◆ **Work instructions**: Rewrite the lines below, swapping each "pink radish edge" for "green radish leaf" and keeping everything else the same. Don't include the picture in your answer.
◇ ◇ ◇
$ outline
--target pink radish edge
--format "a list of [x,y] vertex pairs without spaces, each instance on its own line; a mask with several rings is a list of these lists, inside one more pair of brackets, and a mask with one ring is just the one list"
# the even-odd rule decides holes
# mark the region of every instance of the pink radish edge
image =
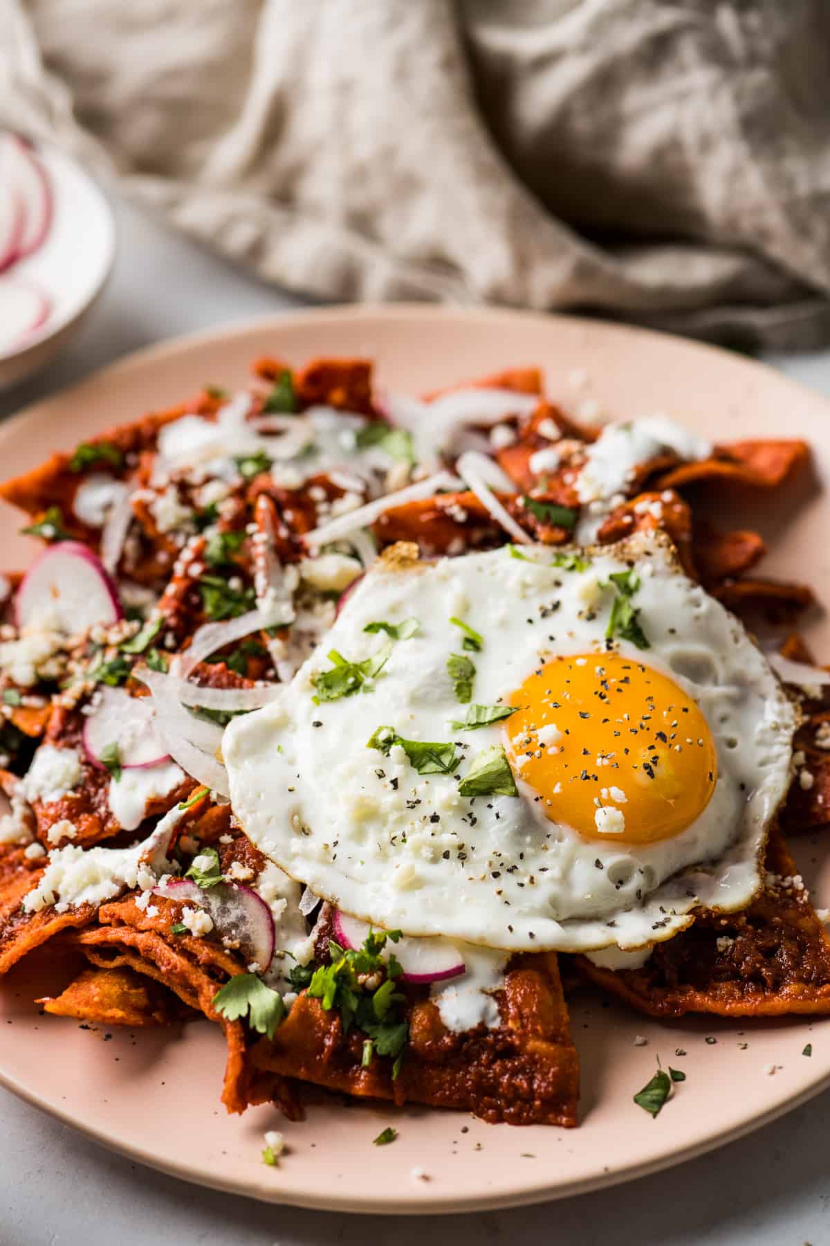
◇ ◇ ◇
◆ **Problem solution**:
$ outline
--target green radish leaf
--format "a list of [x,y] vertex pairs without spaces, each instance on its own line; a mask with several rings is a list of these lists, inside one more pair of brackets, and a mask with one ring is just the one list"
# the even-odd rule decides holes
# mark the region of every instance of the green radish leaf
image =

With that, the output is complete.